* INSTRUCTION:
Starting with the line that holds "Where can you spot the gray", reproduce each line through the last one of the data, exactly as written. Pictures are not copied.

* PROVIDED RECORDS:
◆ ◆ ◆ ◆ ◆ ◆ ◆
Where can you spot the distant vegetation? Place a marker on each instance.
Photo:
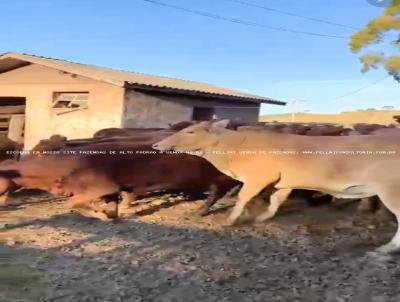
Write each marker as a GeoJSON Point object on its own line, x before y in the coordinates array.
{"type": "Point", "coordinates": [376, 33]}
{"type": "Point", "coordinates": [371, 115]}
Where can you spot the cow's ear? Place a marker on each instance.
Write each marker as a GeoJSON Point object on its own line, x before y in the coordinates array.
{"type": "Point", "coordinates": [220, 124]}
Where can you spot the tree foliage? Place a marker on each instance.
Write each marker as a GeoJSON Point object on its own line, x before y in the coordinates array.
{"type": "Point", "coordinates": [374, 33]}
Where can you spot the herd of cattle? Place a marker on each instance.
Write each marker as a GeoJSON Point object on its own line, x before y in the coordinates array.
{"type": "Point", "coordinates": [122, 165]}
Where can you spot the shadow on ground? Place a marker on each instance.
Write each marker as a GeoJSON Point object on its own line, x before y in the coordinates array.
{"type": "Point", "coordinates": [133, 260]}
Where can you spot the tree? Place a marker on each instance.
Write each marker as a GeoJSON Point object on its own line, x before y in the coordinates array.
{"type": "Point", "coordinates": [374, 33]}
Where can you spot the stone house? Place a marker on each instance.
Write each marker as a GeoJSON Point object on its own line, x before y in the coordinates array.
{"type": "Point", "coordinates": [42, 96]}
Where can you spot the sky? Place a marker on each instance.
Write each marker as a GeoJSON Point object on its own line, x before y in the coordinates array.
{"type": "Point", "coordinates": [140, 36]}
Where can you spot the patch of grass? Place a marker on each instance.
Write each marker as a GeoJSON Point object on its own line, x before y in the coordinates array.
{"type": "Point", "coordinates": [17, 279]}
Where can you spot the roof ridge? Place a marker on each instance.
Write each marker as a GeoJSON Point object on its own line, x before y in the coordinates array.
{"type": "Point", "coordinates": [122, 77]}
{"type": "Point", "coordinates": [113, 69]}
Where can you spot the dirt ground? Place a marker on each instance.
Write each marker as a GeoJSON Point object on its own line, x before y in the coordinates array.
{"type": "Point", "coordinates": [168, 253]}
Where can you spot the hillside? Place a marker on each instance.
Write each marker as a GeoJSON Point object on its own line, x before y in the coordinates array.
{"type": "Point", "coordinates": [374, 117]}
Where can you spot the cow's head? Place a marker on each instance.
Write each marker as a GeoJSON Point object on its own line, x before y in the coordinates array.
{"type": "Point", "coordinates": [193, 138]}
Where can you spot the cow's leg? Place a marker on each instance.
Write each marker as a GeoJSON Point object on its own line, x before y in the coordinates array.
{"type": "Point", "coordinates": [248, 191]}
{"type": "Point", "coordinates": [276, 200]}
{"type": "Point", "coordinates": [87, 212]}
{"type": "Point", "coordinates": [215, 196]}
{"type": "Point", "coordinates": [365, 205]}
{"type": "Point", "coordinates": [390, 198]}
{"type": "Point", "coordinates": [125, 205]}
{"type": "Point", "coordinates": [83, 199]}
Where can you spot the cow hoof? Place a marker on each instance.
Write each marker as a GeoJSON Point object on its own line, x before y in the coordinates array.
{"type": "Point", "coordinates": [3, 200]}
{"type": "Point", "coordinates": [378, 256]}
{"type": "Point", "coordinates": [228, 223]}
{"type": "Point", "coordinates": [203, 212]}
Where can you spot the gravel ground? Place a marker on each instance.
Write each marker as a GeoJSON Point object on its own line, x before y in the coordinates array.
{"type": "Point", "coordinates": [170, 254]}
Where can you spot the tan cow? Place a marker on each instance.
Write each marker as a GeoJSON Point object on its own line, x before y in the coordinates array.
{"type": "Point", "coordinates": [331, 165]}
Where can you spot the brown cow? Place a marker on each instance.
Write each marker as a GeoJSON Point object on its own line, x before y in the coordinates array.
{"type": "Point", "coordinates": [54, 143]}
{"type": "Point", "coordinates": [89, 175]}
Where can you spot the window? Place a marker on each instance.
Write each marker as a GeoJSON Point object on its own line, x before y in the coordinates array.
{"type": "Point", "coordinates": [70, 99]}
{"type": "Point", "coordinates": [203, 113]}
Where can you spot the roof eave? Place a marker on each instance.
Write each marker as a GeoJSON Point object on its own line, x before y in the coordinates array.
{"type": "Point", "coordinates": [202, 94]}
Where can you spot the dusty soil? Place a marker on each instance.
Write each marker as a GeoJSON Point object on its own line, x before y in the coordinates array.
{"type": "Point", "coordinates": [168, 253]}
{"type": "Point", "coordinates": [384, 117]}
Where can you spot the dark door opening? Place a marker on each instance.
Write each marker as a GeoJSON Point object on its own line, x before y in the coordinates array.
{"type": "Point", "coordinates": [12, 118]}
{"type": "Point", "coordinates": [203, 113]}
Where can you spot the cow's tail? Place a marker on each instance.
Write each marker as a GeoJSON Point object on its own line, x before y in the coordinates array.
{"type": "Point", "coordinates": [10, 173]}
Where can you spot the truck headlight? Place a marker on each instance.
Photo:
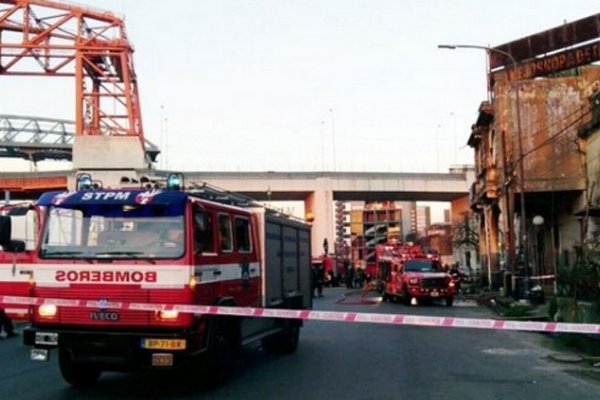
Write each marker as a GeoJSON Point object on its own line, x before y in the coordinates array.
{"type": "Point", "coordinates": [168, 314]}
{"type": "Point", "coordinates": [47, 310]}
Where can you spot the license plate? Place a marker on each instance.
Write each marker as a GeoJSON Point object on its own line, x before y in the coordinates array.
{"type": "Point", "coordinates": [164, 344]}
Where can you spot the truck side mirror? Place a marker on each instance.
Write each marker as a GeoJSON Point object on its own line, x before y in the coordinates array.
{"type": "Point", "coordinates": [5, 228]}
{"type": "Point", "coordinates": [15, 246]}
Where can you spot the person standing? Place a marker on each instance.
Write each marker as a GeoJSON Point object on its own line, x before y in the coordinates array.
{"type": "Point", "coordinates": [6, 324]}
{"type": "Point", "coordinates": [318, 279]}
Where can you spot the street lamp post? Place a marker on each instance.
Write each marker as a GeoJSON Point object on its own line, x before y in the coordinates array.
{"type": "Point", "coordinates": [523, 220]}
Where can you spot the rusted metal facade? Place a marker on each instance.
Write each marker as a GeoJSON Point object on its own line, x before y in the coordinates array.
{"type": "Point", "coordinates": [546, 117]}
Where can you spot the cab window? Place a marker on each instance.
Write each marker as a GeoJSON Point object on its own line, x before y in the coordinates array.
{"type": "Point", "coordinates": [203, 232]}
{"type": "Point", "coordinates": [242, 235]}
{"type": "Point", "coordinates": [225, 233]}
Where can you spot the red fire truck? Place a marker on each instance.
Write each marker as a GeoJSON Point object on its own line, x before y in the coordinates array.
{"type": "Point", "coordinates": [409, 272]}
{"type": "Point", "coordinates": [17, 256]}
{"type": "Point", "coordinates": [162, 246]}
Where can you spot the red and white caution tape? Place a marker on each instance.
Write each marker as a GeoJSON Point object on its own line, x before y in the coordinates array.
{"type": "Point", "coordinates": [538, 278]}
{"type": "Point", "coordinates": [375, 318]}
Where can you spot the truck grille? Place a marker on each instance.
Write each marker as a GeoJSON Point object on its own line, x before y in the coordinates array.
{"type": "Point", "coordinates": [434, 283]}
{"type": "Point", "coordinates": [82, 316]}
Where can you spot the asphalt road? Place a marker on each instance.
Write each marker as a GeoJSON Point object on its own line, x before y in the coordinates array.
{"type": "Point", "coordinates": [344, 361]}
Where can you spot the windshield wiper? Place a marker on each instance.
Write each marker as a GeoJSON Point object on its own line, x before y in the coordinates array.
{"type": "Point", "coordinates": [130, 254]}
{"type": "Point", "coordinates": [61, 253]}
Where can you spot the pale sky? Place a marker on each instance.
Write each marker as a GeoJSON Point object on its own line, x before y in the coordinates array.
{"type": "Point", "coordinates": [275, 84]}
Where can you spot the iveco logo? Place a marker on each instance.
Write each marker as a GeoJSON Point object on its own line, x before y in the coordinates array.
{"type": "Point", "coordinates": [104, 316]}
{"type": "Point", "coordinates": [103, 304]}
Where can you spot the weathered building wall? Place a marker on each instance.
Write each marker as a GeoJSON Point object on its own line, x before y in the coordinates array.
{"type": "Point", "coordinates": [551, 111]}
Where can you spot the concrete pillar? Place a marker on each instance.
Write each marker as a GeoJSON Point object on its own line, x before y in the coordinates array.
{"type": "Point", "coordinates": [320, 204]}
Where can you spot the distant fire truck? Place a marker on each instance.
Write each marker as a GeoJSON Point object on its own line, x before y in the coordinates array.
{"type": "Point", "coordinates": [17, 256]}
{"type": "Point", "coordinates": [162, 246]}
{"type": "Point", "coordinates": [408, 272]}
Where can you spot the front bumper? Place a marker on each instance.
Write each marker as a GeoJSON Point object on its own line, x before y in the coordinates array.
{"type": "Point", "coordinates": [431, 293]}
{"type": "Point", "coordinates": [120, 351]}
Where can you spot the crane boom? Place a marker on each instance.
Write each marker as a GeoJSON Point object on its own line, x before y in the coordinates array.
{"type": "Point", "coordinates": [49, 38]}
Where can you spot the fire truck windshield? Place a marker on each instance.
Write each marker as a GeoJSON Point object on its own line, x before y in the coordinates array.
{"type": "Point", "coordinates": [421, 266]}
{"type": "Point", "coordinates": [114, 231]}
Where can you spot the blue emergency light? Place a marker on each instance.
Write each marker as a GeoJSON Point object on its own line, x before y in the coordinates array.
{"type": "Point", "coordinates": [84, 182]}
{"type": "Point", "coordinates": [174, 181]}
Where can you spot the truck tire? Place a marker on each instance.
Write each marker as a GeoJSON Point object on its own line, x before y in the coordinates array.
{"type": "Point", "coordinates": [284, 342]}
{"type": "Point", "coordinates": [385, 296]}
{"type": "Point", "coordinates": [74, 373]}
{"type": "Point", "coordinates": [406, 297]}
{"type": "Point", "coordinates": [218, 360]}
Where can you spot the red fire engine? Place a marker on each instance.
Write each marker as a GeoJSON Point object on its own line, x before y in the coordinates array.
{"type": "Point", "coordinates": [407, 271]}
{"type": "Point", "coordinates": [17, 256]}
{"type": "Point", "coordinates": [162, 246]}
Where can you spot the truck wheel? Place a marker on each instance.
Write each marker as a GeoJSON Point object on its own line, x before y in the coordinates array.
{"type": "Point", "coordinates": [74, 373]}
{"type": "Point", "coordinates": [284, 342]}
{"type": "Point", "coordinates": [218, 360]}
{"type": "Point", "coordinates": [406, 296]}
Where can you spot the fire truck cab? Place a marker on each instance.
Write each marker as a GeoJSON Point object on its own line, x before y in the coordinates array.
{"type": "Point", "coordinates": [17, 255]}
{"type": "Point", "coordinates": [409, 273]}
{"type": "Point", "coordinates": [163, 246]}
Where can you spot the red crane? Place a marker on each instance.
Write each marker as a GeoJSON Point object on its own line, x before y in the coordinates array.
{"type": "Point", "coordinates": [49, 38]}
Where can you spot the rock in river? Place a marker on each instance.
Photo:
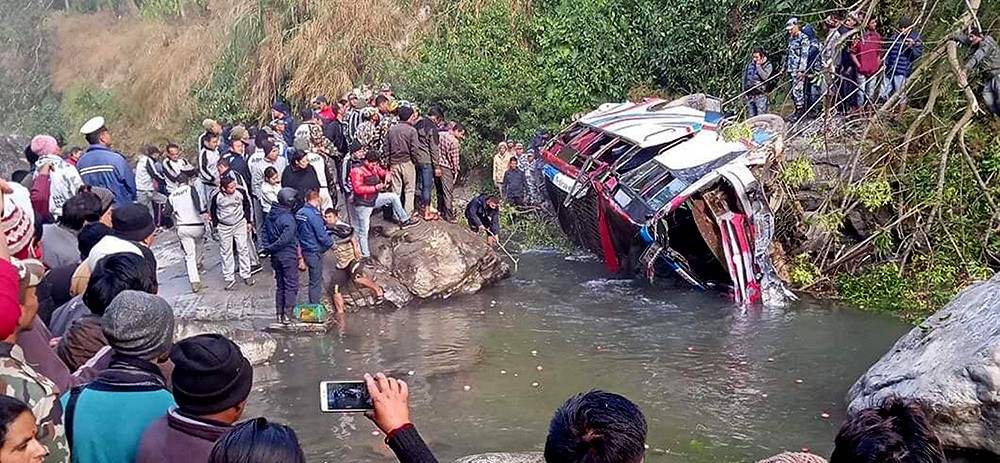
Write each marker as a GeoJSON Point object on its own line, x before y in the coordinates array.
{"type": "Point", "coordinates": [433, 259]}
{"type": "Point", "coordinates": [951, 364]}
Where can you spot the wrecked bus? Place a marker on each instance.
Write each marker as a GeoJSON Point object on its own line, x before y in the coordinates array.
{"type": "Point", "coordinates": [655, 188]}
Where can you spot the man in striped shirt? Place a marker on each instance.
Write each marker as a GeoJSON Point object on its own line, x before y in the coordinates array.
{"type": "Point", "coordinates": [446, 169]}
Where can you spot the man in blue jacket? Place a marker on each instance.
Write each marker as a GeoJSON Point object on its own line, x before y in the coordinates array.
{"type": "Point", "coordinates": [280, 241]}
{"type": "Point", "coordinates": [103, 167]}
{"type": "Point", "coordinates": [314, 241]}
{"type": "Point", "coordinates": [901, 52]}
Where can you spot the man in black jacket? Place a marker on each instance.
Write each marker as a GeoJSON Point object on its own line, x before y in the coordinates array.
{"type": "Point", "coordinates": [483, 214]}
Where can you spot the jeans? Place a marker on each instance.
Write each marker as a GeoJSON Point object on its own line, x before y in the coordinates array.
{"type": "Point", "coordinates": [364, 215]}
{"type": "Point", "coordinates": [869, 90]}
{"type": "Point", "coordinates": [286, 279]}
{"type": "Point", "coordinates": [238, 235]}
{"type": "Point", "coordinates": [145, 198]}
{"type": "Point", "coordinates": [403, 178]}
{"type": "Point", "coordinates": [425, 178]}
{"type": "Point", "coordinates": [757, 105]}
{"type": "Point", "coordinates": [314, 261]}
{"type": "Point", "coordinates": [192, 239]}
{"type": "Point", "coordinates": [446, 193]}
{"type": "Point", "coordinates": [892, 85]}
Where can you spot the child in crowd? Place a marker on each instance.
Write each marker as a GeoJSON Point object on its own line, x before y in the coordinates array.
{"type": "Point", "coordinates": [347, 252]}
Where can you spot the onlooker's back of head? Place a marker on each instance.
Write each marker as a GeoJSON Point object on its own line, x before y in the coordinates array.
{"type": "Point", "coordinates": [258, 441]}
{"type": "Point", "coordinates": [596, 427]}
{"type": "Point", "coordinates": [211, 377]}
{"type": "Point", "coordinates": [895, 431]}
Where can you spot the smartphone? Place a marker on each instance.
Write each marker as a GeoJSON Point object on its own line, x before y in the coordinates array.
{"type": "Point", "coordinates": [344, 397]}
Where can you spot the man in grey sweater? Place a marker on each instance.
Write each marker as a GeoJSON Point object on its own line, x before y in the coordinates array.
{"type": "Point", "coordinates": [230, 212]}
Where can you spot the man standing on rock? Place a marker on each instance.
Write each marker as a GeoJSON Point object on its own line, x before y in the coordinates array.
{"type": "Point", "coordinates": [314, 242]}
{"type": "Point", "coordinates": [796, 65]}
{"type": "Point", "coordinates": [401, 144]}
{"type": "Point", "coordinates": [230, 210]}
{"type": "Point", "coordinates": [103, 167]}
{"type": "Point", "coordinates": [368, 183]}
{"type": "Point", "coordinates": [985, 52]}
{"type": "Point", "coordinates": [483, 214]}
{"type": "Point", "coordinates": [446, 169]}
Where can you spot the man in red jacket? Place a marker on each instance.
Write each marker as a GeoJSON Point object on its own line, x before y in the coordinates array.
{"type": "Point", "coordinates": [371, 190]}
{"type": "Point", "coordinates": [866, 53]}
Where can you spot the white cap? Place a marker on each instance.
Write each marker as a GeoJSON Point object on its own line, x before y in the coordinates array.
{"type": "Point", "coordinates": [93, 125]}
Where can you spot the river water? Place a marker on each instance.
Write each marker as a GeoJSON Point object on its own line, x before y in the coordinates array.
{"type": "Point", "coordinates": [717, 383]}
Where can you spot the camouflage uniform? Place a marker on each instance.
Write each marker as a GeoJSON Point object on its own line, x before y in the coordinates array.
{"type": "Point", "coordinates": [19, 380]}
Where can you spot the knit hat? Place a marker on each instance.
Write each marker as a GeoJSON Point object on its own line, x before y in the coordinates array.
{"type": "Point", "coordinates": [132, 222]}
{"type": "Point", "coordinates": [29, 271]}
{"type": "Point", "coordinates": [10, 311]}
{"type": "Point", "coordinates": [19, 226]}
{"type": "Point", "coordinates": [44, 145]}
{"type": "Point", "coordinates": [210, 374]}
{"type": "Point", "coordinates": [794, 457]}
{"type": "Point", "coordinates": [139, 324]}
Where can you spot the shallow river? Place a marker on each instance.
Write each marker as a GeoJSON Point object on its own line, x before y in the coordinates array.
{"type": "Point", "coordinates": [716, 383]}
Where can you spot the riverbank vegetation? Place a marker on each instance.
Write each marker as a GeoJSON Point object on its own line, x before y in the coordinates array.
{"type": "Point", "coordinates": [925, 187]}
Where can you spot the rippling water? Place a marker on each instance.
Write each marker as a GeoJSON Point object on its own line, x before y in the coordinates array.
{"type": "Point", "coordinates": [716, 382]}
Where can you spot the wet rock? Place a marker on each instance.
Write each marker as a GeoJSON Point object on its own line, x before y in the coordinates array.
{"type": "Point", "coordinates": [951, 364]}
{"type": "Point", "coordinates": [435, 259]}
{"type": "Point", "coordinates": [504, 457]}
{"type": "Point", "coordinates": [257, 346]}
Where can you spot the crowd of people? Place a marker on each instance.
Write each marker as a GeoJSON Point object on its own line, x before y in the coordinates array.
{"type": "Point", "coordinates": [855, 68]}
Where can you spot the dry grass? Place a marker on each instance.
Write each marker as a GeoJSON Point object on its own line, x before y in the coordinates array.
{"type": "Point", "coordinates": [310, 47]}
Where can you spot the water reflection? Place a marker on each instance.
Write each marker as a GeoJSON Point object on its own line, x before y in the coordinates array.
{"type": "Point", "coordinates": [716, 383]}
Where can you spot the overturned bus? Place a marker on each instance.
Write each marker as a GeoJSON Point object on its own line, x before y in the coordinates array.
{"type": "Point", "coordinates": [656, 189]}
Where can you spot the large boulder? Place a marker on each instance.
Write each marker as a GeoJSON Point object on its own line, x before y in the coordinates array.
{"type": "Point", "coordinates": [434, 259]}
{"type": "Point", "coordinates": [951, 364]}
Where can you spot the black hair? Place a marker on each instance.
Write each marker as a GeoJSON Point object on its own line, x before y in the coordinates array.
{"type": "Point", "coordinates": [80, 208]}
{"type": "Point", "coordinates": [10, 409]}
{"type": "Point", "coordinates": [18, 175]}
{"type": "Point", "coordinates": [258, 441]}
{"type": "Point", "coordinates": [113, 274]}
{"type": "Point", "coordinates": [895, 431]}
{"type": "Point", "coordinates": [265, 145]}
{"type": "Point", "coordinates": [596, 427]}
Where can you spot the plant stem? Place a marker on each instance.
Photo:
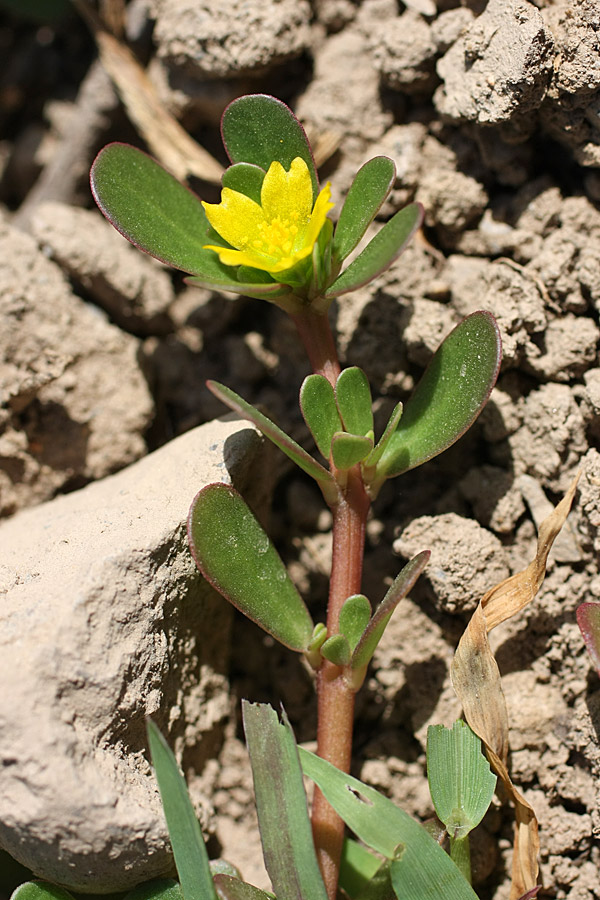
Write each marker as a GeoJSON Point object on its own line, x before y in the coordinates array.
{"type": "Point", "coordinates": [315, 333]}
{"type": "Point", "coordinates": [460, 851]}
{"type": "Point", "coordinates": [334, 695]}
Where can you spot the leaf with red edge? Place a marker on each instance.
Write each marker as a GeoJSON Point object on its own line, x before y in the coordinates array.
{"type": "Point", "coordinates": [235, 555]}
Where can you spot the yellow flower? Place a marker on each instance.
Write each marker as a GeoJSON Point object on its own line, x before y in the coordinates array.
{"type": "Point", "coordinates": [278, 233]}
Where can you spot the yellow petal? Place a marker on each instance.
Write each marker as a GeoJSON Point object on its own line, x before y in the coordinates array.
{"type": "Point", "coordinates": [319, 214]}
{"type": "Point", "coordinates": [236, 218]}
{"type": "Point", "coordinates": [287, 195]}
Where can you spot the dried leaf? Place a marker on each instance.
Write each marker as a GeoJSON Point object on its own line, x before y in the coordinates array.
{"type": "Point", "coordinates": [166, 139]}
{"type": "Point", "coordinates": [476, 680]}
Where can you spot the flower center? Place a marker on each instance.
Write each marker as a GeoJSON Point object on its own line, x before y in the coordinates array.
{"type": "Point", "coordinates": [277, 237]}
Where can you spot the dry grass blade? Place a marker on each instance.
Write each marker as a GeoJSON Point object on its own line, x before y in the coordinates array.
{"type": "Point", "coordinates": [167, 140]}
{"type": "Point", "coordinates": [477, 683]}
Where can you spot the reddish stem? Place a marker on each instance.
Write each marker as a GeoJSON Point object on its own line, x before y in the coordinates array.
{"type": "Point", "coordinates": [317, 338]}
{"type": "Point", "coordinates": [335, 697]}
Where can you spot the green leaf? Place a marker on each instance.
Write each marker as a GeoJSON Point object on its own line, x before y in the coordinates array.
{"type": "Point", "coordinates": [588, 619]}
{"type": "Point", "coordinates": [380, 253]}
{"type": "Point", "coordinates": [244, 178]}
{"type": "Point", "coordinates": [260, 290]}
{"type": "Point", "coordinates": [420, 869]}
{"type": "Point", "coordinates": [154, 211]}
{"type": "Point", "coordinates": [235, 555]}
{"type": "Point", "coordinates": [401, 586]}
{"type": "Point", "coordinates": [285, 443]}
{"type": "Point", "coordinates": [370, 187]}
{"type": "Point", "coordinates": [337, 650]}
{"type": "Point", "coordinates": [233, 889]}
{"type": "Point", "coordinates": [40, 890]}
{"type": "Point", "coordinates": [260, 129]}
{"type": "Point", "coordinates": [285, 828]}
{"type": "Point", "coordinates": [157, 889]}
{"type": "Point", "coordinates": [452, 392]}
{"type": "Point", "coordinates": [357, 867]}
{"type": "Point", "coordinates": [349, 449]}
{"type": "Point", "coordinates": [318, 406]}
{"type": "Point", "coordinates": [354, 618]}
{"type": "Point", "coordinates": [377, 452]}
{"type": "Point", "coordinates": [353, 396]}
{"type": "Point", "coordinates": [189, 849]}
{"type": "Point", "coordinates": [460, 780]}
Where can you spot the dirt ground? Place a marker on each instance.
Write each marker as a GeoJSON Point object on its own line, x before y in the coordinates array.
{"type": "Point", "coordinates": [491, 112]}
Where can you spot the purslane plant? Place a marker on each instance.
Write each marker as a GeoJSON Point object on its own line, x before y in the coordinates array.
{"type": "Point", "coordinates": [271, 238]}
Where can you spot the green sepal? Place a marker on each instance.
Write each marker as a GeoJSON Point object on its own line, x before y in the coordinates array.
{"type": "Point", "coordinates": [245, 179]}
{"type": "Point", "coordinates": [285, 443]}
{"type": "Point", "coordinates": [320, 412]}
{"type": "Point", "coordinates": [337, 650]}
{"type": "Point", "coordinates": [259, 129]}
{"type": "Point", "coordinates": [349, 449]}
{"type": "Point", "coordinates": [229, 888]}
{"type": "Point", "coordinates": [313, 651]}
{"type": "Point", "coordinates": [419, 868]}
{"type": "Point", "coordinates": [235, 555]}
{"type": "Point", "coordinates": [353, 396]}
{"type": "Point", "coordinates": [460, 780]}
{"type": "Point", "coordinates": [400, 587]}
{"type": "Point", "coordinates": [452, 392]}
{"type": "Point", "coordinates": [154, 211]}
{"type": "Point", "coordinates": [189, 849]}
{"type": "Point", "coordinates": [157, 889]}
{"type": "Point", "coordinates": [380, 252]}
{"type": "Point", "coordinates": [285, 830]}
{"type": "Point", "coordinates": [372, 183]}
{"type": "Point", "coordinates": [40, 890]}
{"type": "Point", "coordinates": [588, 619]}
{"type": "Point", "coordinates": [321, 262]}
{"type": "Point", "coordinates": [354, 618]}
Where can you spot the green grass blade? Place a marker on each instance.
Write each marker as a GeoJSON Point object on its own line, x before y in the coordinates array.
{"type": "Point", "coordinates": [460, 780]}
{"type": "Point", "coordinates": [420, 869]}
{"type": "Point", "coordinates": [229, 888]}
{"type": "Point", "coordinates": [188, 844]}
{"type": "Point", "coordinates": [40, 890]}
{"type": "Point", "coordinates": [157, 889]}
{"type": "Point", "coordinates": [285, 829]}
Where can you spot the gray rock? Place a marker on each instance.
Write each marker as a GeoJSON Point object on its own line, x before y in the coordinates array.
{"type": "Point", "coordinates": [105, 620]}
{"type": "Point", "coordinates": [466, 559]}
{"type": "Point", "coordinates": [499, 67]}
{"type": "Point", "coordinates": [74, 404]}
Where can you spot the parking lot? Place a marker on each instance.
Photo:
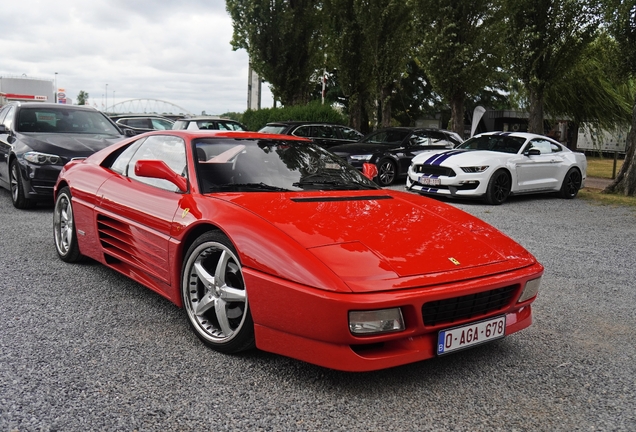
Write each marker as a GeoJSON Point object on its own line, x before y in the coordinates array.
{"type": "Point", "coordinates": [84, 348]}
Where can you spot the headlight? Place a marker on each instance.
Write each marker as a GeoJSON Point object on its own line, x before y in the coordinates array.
◆ ◆ ◆ ◆ ◆ ◆ ◆
* IN RESPONSE:
Where can you spot the gray rock? Place a marker on each instance.
Write each marker as a GeoJSON Point object on its own line, x before y in the coordinates array.
{"type": "Point", "coordinates": [105, 620]}
{"type": "Point", "coordinates": [466, 559]}
{"type": "Point", "coordinates": [499, 67]}
{"type": "Point", "coordinates": [74, 404]}
Where can you spot the parking lot? Place a marker on each instance.
Photo:
Write each marker as a GeoJSON Point object on its own line, x before y in the coordinates array.
{"type": "Point", "coordinates": [84, 348]}
Where can you spot the headlight? Place a marker on each instance.
Write each marker as a GeoJSON Point object on its own line, x before y in the coordinates array.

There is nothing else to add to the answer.